Point labeling dataset excerpts
• • • • •

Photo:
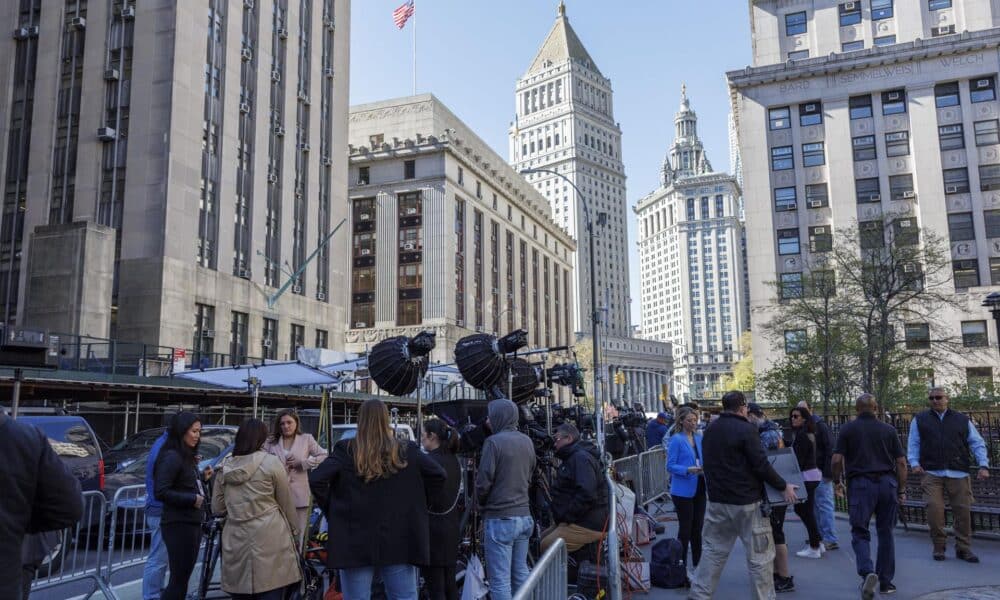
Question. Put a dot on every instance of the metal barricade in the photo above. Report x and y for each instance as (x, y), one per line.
(128, 538)
(653, 475)
(547, 580)
(75, 554)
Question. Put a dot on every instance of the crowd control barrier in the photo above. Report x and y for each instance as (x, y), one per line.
(547, 580)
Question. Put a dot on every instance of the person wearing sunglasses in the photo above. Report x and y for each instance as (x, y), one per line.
(940, 447)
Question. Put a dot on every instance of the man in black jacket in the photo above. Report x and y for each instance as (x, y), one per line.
(39, 494)
(736, 469)
(579, 493)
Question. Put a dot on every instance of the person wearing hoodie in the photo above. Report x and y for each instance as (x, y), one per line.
(259, 561)
(505, 469)
(579, 494)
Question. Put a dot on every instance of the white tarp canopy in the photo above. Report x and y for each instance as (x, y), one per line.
(272, 374)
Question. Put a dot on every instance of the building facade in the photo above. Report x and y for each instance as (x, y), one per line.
(691, 267)
(565, 122)
(192, 150)
(857, 112)
(446, 237)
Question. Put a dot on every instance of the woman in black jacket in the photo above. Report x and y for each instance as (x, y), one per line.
(441, 443)
(373, 490)
(177, 484)
(803, 442)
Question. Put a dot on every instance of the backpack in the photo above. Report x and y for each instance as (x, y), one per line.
(667, 568)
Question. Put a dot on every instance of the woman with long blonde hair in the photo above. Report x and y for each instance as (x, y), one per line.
(373, 491)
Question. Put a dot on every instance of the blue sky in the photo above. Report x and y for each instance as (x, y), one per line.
(470, 54)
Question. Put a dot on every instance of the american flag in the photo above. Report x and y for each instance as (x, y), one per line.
(402, 14)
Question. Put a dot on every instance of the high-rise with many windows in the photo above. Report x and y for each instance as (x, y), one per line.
(857, 112)
(691, 261)
(169, 166)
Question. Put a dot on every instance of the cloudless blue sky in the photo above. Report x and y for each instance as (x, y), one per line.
(470, 53)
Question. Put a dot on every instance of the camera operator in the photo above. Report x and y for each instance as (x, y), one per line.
(579, 496)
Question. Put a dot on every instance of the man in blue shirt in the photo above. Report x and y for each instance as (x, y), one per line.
(156, 564)
(940, 446)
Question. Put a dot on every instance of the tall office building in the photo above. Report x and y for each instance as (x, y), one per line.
(565, 122)
(857, 112)
(169, 166)
(691, 265)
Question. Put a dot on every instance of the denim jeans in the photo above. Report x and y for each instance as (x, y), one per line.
(506, 545)
(866, 497)
(400, 582)
(155, 571)
(824, 511)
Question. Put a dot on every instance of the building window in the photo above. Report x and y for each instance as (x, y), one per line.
(239, 330)
(867, 190)
(864, 147)
(860, 106)
(779, 118)
(850, 13)
(820, 239)
(817, 195)
(956, 181)
(795, 341)
(989, 177)
(946, 94)
(795, 23)
(872, 235)
(269, 339)
(788, 241)
(894, 101)
(960, 227)
(784, 199)
(901, 187)
(812, 154)
(951, 137)
(781, 158)
(810, 114)
(897, 143)
(965, 273)
(791, 286)
(983, 89)
(881, 9)
(918, 336)
(987, 132)
(974, 334)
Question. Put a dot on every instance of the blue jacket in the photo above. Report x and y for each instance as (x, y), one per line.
(154, 508)
(680, 456)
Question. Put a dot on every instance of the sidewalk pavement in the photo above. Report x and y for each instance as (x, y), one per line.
(834, 577)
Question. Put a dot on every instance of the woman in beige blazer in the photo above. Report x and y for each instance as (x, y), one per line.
(259, 560)
(300, 454)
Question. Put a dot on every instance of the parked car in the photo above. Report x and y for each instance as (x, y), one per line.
(216, 444)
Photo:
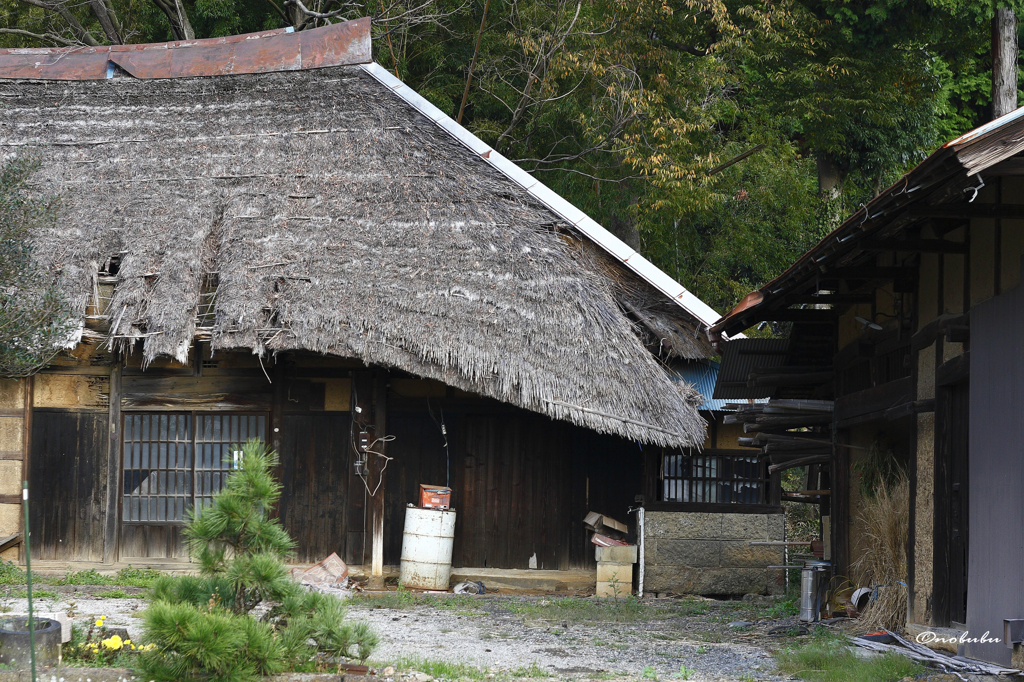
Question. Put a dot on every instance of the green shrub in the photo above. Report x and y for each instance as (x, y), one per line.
(203, 626)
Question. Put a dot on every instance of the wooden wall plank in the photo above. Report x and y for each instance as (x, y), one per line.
(67, 449)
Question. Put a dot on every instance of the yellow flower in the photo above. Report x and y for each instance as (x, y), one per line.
(113, 643)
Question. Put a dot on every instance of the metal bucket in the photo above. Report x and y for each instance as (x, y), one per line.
(14, 649)
(426, 549)
(812, 582)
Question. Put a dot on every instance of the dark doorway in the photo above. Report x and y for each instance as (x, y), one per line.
(950, 531)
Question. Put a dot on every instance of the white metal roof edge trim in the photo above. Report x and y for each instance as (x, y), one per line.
(591, 228)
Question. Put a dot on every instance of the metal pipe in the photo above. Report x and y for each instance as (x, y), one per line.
(28, 566)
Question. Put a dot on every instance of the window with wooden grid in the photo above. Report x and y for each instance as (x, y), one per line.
(712, 476)
(174, 462)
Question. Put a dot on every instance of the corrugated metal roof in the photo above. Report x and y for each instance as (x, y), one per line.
(281, 49)
(702, 375)
(739, 356)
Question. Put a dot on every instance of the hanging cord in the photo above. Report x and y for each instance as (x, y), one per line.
(448, 454)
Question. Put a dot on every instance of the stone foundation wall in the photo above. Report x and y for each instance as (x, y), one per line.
(710, 554)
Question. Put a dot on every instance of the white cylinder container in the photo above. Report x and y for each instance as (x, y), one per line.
(426, 549)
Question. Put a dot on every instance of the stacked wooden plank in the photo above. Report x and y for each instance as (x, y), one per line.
(788, 433)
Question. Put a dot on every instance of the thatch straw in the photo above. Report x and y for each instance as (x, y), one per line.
(884, 522)
(333, 217)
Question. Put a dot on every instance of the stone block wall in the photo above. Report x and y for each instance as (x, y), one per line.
(710, 553)
(11, 440)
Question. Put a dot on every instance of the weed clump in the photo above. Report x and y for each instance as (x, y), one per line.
(206, 627)
(828, 657)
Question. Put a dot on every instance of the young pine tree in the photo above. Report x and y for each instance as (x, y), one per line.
(204, 627)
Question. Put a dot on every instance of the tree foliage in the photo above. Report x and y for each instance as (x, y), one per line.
(35, 318)
(204, 627)
(627, 107)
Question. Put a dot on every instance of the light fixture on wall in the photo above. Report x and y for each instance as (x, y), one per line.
(867, 324)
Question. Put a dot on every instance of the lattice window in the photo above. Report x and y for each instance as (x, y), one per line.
(713, 477)
(176, 461)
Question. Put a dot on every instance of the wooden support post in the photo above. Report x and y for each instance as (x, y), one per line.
(376, 478)
(30, 383)
(364, 390)
(113, 468)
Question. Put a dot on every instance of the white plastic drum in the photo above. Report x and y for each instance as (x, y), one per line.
(426, 549)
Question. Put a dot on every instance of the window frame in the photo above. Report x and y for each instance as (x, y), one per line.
(194, 470)
(767, 484)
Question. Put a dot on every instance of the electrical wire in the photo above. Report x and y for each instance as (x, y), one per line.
(448, 454)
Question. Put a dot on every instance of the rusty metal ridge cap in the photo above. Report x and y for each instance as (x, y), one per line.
(838, 242)
(346, 43)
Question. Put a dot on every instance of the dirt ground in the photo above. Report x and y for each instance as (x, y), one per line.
(518, 636)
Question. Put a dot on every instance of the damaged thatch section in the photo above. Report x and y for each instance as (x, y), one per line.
(330, 216)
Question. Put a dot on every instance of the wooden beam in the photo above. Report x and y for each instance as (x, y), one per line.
(795, 314)
(870, 272)
(953, 371)
(927, 335)
(871, 403)
(920, 246)
(833, 299)
(909, 408)
(111, 518)
(968, 211)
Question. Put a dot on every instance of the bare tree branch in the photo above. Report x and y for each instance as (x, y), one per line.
(59, 7)
(42, 37)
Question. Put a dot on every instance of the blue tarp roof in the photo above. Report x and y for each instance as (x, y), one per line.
(704, 375)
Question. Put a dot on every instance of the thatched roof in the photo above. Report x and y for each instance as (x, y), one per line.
(325, 213)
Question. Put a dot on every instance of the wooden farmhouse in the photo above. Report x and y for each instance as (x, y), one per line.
(270, 236)
(907, 316)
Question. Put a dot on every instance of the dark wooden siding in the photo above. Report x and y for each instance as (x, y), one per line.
(996, 479)
(521, 484)
(68, 484)
(323, 500)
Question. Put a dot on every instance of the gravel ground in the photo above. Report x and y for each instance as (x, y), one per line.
(495, 639)
(518, 635)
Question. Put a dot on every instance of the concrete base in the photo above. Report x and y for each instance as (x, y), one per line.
(710, 553)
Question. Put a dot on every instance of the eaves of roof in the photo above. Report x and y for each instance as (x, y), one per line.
(941, 178)
(347, 43)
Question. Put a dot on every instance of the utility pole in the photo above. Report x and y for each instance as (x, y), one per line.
(1004, 61)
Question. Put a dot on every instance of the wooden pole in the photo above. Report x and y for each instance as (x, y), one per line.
(365, 415)
(1004, 61)
(113, 467)
(377, 464)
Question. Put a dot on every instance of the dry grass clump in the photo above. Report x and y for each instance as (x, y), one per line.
(884, 519)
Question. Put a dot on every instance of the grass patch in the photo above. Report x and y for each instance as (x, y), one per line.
(531, 671)
(399, 599)
(441, 670)
(10, 573)
(36, 594)
(827, 658)
(628, 609)
(125, 578)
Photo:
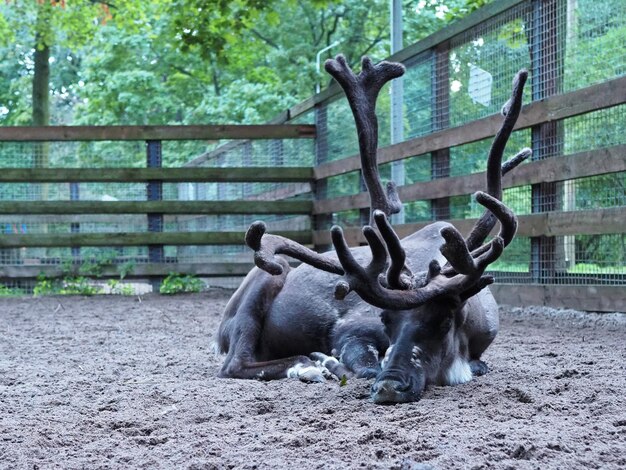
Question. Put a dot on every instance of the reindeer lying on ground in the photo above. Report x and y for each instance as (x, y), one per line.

• • • • •

Nothing but the lines from the one holding "Question. Put a dot on every instance of the blue tarp" to the end of the entries above should be echoed, exactly and with both ends included; omit the pictures.

**Solution to this exercise:**
Question. Put a dot on every instance of the blue tarp roof in the photo above. Report x and y for each instance as (x, y), one per line.
(704, 375)
Question. Put a dot on every instance of the thatched roof in the photo above. Report x and y for each instance as (x, y), one per line.
(325, 213)
Question. Put a dot on every instance of the wooden farmhouse in the photo above. Report x and y for each instance as (x, y), one per line.
(270, 236)
(907, 316)
Question. Put a dot on every instance of the dark wooden siding in the photo above. Report x and y for each instance as (x, y), one per line.
(996, 479)
(521, 484)
(68, 484)
(323, 500)
Question. Put a dot on every instance of the gravel ground in the photo above. Report x and y for each instance as (x, y), one per line.
(495, 639)
(518, 635)
Question. Put a dot on every instance of the concrete base in the photo above. Report x and y for each instance as (x, y), one per line.
(710, 553)
Question. Put a dot on every instance of the eaves of roof in the photo above. Report x and y for each instance as (x, y), one per line.
(941, 178)
(347, 43)
Question. Put a dot on every instance of the utility pole in the photo above. Report x and y for each instance as (x, y), one per line.
(1004, 61)
Question. Put a dot on every instance of the wooden pole in the photo above. Report x and y for each instance as (x, y), one per line.
(365, 415)
(1004, 61)
(113, 467)
(377, 464)
Question. Put a dot on every instance of the dry grass clump in the photo above. Report x and y for each instance as (x, y), one per line.
(884, 519)
Question. Put a dot on every instance of the grass patch in the photo above. Report x and y for each instance as (x, y), one per line.
(531, 671)
(399, 599)
(441, 670)
(10, 573)
(36, 594)
(827, 658)
(628, 609)
(125, 578)
Photo:
Question. Put a dot on every instance of the reindeer lying on ground in the photo above. Report x and y for each instance as (x, y), one per line.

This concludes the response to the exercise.